Problem to solve. List every line in the records below that contains the word "floating".

============================================================

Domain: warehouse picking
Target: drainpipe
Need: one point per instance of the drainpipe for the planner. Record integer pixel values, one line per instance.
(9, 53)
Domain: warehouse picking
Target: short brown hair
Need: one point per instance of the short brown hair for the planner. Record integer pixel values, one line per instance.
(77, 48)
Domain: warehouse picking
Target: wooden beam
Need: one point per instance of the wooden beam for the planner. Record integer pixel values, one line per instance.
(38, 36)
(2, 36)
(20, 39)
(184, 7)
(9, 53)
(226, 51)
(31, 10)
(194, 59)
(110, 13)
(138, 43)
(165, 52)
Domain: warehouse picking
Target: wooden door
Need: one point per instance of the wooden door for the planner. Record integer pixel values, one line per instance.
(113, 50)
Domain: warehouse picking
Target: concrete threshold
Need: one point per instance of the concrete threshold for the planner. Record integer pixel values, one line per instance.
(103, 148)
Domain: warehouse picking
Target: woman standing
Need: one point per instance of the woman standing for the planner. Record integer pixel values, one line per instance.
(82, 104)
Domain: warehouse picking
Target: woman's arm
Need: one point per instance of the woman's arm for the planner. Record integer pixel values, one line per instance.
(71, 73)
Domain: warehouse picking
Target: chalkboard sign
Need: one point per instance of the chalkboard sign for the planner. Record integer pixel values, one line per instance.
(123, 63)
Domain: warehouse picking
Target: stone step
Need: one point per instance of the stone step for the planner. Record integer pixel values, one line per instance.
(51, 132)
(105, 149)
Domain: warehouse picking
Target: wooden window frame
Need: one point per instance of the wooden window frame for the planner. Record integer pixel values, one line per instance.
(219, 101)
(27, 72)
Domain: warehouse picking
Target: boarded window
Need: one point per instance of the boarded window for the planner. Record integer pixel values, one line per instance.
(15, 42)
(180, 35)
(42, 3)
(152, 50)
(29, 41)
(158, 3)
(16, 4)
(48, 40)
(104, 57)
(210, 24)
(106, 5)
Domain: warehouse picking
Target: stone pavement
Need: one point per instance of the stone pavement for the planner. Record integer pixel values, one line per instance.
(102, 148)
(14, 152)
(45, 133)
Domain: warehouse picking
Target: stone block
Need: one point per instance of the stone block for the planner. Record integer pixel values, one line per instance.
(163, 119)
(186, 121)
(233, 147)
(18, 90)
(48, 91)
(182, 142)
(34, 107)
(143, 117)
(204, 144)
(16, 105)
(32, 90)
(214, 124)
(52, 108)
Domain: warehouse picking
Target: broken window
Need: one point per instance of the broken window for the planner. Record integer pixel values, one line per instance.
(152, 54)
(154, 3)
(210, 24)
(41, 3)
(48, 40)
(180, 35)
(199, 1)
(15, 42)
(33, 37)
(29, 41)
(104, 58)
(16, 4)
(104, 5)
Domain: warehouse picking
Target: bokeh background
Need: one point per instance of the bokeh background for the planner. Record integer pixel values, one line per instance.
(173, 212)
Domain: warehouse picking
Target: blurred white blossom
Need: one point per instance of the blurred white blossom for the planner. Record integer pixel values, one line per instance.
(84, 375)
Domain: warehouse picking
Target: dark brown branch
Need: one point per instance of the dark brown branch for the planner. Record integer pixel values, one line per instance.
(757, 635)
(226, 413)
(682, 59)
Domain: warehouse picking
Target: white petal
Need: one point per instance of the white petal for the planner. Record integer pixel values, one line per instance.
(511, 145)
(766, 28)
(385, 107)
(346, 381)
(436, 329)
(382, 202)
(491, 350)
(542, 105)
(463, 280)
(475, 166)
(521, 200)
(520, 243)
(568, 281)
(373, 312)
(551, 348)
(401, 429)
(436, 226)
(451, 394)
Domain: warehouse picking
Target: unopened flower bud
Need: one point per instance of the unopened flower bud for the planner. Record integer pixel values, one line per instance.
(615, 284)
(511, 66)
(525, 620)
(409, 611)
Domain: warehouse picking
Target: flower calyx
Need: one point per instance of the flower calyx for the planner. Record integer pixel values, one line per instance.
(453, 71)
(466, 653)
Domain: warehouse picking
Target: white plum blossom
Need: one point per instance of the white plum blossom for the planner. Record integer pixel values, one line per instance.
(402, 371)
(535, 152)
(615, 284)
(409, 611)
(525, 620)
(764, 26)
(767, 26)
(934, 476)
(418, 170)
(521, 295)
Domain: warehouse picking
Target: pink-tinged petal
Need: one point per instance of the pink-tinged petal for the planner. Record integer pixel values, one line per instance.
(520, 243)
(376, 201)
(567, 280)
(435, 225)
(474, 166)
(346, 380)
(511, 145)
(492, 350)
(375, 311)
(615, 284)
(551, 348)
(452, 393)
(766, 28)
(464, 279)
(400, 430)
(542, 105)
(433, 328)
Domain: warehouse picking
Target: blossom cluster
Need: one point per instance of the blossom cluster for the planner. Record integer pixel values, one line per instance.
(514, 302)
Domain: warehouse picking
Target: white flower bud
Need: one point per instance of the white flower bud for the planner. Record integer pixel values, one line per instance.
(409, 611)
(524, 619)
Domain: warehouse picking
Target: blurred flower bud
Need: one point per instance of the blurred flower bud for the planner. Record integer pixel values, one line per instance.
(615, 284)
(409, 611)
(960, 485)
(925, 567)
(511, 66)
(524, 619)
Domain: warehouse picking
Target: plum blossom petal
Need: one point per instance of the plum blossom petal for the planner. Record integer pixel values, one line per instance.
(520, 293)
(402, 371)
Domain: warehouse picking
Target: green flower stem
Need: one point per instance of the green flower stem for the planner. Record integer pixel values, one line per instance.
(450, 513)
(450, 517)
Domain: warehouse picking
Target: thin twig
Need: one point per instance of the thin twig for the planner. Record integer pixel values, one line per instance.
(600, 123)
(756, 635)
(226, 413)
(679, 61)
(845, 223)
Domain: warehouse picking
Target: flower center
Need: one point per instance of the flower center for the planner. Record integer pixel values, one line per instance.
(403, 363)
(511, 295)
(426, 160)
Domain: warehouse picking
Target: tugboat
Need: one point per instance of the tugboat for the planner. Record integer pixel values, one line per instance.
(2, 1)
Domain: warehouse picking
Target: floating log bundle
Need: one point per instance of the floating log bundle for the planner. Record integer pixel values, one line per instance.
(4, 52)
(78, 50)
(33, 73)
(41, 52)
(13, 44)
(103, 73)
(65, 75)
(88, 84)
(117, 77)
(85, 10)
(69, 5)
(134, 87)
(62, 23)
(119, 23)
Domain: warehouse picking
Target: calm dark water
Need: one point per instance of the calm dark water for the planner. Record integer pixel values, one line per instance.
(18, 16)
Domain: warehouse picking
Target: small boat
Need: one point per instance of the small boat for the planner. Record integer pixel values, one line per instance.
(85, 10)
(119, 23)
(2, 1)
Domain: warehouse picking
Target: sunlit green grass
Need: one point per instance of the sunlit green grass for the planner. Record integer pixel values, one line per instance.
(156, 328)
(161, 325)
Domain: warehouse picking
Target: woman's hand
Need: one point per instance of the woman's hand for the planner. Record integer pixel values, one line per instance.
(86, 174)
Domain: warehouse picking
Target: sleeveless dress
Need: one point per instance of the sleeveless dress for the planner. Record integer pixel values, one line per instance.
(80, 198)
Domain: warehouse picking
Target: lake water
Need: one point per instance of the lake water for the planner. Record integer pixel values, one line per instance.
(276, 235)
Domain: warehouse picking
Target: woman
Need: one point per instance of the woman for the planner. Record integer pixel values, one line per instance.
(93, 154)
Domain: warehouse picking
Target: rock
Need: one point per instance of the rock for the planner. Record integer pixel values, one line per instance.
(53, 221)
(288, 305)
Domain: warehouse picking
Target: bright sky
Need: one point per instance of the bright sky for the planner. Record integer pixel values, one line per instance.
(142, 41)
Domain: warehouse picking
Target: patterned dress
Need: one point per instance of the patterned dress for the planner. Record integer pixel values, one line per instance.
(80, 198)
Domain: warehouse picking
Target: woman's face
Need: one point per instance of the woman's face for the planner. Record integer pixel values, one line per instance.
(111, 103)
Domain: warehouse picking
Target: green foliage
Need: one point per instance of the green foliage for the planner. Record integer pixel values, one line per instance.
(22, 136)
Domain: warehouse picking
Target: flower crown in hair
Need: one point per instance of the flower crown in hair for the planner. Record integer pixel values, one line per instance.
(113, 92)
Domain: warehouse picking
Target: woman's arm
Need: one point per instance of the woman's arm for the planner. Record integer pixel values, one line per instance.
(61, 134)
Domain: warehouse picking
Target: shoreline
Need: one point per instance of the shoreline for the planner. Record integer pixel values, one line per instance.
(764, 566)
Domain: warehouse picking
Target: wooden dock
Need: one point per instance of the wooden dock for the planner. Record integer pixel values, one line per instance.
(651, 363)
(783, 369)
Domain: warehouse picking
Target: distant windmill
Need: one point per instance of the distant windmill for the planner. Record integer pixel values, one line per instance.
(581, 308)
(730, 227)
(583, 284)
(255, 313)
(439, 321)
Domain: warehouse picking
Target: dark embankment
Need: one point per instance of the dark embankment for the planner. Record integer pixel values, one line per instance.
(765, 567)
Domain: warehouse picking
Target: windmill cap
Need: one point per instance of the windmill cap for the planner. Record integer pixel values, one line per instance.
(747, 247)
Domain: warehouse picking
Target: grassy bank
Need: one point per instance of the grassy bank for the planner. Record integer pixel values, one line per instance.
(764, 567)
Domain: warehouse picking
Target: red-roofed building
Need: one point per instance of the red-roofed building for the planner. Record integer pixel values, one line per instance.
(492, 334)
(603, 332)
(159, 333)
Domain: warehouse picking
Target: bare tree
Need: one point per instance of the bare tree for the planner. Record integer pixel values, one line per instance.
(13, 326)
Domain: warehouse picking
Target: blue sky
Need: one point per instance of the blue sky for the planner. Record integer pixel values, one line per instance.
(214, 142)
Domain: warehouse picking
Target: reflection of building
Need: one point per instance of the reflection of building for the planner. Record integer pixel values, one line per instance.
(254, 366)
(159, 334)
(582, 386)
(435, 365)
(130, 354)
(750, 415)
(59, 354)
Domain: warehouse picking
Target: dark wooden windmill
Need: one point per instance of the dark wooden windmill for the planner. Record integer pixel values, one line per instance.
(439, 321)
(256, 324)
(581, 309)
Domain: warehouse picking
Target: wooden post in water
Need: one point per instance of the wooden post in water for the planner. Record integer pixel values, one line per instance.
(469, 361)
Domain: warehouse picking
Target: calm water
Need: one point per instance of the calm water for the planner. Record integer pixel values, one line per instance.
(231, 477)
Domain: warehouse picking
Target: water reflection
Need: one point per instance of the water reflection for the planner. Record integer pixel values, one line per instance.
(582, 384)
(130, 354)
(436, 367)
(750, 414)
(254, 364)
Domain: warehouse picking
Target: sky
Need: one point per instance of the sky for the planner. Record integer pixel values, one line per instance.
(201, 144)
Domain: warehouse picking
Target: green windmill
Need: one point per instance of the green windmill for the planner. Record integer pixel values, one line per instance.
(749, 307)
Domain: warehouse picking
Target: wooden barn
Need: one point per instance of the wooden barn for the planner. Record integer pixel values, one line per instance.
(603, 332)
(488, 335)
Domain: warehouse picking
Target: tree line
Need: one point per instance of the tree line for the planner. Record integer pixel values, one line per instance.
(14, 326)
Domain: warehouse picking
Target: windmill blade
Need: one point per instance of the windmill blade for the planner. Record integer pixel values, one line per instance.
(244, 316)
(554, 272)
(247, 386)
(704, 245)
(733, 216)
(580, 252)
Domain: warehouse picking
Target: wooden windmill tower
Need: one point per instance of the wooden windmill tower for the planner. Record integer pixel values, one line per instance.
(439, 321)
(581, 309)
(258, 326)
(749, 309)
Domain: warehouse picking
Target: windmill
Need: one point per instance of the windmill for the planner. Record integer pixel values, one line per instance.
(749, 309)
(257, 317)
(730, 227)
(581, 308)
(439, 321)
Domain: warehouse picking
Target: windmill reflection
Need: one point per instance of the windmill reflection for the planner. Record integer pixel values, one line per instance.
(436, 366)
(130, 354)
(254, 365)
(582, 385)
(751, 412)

============================================================

Task answer.
Target: floating log bundle
Need: one point per instance of the floating log bundle for the planner. Record integer pixel values, one line per instance.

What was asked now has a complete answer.